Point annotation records
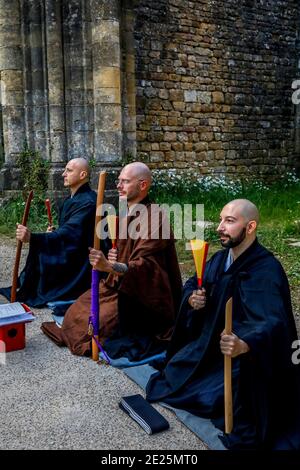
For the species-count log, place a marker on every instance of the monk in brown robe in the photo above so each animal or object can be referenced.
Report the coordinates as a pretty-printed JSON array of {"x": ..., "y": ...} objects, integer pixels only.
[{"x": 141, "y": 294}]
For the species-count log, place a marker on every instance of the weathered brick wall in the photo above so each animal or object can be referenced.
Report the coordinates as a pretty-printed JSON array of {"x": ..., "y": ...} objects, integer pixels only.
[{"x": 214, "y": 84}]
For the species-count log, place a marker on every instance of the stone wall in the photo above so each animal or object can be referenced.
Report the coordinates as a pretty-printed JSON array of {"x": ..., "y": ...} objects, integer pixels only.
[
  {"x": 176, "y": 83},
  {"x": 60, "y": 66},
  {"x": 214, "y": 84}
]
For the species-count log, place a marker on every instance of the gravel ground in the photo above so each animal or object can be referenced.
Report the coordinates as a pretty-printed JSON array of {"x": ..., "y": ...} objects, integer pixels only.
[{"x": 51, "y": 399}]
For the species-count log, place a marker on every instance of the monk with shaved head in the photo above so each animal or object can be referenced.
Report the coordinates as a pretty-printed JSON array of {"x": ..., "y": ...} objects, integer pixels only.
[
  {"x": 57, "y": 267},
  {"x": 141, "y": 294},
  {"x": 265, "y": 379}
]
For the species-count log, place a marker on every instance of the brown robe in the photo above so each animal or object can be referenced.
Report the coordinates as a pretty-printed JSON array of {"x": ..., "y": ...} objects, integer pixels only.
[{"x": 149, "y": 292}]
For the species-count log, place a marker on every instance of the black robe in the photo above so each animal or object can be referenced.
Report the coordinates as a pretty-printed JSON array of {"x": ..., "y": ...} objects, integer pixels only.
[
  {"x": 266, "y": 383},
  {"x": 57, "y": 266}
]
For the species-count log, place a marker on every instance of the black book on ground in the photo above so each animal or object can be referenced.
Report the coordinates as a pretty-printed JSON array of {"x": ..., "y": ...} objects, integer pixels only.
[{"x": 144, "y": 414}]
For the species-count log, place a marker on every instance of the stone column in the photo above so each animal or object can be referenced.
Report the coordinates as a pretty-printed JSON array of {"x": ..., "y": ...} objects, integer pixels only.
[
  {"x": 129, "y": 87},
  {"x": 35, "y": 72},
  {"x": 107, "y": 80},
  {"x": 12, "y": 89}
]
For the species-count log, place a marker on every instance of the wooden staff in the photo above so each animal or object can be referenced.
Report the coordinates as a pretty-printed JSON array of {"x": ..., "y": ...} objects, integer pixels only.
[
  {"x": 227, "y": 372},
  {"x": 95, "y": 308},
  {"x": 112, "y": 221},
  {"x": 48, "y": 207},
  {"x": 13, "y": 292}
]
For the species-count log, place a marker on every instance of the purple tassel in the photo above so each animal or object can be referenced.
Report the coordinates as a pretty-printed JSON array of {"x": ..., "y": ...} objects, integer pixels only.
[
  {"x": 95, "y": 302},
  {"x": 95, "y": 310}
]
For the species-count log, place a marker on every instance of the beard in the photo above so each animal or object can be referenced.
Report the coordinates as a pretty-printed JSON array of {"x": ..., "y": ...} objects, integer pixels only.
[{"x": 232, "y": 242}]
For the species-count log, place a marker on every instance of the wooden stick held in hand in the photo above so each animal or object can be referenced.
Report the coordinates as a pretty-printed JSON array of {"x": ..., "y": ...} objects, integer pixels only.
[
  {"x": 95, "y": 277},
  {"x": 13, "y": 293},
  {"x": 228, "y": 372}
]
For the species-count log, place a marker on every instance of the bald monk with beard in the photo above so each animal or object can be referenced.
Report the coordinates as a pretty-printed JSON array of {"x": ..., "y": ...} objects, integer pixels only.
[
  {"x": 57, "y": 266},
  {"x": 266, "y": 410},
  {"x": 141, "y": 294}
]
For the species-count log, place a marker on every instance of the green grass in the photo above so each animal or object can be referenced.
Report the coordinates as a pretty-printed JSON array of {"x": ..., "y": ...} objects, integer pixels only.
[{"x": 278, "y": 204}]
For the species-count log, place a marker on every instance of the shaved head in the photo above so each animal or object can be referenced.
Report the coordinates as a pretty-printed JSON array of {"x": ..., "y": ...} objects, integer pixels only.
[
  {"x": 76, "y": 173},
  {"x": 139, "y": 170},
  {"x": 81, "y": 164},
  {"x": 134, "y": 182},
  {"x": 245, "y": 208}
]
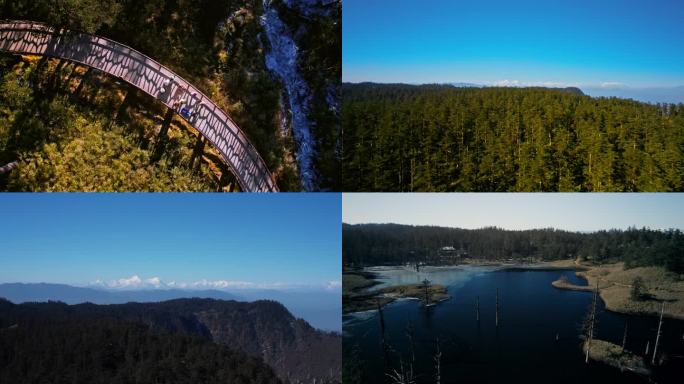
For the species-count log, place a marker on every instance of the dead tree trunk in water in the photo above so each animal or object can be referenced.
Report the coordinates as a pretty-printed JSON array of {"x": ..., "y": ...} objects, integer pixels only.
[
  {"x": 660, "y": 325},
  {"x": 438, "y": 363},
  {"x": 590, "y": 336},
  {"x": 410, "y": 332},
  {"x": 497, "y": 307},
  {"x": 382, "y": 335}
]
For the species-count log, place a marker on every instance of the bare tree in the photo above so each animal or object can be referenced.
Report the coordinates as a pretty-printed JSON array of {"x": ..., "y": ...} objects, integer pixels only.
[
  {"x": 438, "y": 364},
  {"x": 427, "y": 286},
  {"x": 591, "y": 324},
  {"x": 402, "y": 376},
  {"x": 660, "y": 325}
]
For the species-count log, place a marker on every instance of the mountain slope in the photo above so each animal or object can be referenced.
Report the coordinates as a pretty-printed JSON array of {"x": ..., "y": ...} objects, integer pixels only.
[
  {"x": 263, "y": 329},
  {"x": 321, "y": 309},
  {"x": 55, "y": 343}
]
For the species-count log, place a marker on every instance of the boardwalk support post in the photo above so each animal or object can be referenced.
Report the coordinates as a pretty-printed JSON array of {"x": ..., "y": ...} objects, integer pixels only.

- _Aim_
Quote all of the material above word for word, leaving out the pictures.

- _Problem solution_
For the species-count log, place a marker on every instance of the monk in brown robe in the photo above so each animal or object can be referenced.
Report the coordinates as a pretty-printed JSON array of {"x": ..., "y": ...} objects, integer pixels only.
[{"x": 141, "y": 294}]
For the species-count log, place a marker on every instance of the weathered brick wall in the photo above so each animal or object can be referenced.
Report the coordinates as a pretty-printed JSON array of {"x": ..., "y": ...} objects, integer pixels only.
[{"x": 214, "y": 84}]
For the species-count log, place a marker on every instance of the stone wall in the photo above so each animal or object can be referenced.
Report the coordinates as a pretty-printed JSON array of {"x": ..., "y": ...} objects, integer pixels only.
[
  {"x": 176, "y": 83},
  {"x": 60, "y": 66},
  {"x": 214, "y": 84}
]
For the species-count log, place a marker on every instance of the gravel ground in the photo above so each animal or object can be referenced.
Report the coordinates as a pretty-printed JSON array of {"x": ..., "y": ...} objects, integer pixels only.
[{"x": 51, "y": 399}]
For the species-count log, place a marker on every instance of the monk with shaved head in the photo above so each animal or object can be referenced.
Report the coordinates as a pretty-printed JSON array of {"x": ..., "y": ...} objects, integer pixels only.
[
  {"x": 57, "y": 267},
  {"x": 141, "y": 294},
  {"x": 265, "y": 379}
]
For the species-count log, place a marker on every instance of the brown robe in the photo above so each animal or object can be referenced.
Report the coordinates as a pretty-printed JSON array of {"x": ..., "y": ...} objects, integer pixels only.
[{"x": 149, "y": 292}]
For the species-count log, place a marker on every instance of the black robe in the photo above so each animal or object can be referenced.
Report the coordinates as a pretty-printed JSON array of {"x": ..., "y": ...} objects, integer pixels only.
[
  {"x": 266, "y": 383},
  {"x": 57, "y": 266}
]
For the species-count log, place a marker on every instance of the black book on ground in the photo above so each animal or object can be referenced.
Report the coordinates as a pretty-printed JSON array of {"x": ..., "y": ...} objects, integer pixels only.
[{"x": 144, "y": 414}]
For the species-count log, place a marker on every instance of the stone column in the photo above so each animal or object can be referenced.
Report the coordinates as a pretty-printed JSON array of {"x": ..., "y": ...} objects, integer pixels only.
[
  {"x": 129, "y": 87},
  {"x": 35, "y": 72},
  {"x": 107, "y": 80},
  {"x": 12, "y": 89}
]
For the species-count log, place a marker on every instance of the wooden staff in the photo above so each animal or object can be referenced.
Report the coordinates as a pretty-printed JSON array of {"x": ..., "y": ...} objects, integer pixels only.
[
  {"x": 227, "y": 372},
  {"x": 95, "y": 308},
  {"x": 112, "y": 221},
  {"x": 48, "y": 207},
  {"x": 13, "y": 292}
]
For the species-count log, place a marker on every instance of the purple tassel in the photo above so each animal or object can be referenced.
Report the coordinates as a pretty-printed JSON array of {"x": ..., "y": ...} objects, integer pixels only.
[
  {"x": 95, "y": 302},
  {"x": 95, "y": 310}
]
For the species-count log, place a marker on every instance of the beard in the photo above so each animal or object can be referenced.
Report the coordinates as a pretty-printed JSON array of {"x": ..., "y": ...} objects, integer pixels only.
[{"x": 232, "y": 242}]
For the species-count log, place a marker on every instance of the wooden stick held in hand in the photo above so each animal or object can be referenced.
Report the coordinates as a pretty-printed JSON array of {"x": ..., "y": ...} objects, integer pixels only.
[
  {"x": 95, "y": 277},
  {"x": 13, "y": 293},
  {"x": 228, "y": 372}
]
For the species-count log, place a marker on every instance of the bald monk with beard in the photo above so each animal or object can be referenced.
Report the coordinates as a pretty-printed JSON array of {"x": ..., "y": ...} objects, integer pixels only.
[
  {"x": 57, "y": 266},
  {"x": 266, "y": 410},
  {"x": 141, "y": 294}
]
For the species-count log, place a marker on every instance of the green grass in the photo above so each animal or object can be referenced.
Report the coordinates as a pretty-printed JSON array of {"x": ..., "y": ...} objects, integer pixels only.
[{"x": 278, "y": 204}]
For the species-count log, place a marker on every instance of the shaved head in the photo above so each animal or object can be referenced.
Report the coordinates as a pretty-printed JSON array of {"x": ..., "y": ...} objects, integer pixels only.
[
  {"x": 76, "y": 173},
  {"x": 139, "y": 170},
  {"x": 81, "y": 164},
  {"x": 134, "y": 182},
  {"x": 245, "y": 208}
]
For the species-count log, place a marker on every instance of the dead tree trunk in water in the photo above so each animal or object can be referenced.
Report the coordinates as a pretty-printed JSON array of {"x": ..., "y": ...} objects, integer pixels only.
[
  {"x": 660, "y": 325},
  {"x": 438, "y": 363},
  {"x": 590, "y": 336},
  {"x": 410, "y": 332},
  {"x": 497, "y": 307},
  {"x": 382, "y": 335}
]
For the species-count log, place a marker on every instance of the bare tree in the photo above so each animal or object can be referenced.
Report the coordinates as a pretty-printed JSON array of {"x": ..., "y": ...} objects, integer pixels only.
[
  {"x": 438, "y": 364},
  {"x": 427, "y": 286},
  {"x": 591, "y": 324},
  {"x": 402, "y": 376},
  {"x": 660, "y": 325}
]
For the species-count log, place a marker on every instance of the mountain slope in the photo above so each animal or object can be referenced.
Report the coordinates as a pretty-printed JSON array of {"x": ..., "y": ...} objects, integer pixels only.
[
  {"x": 263, "y": 329},
  {"x": 321, "y": 309},
  {"x": 55, "y": 343}
]
For the species-count log, place a marker on every instance of the boardwalk support post in the photo above so each animal or object can be referenced.
Report the coordinates as a pretty-printed JSON array of {"x": ..., "y": ...} objects, integer pixels only.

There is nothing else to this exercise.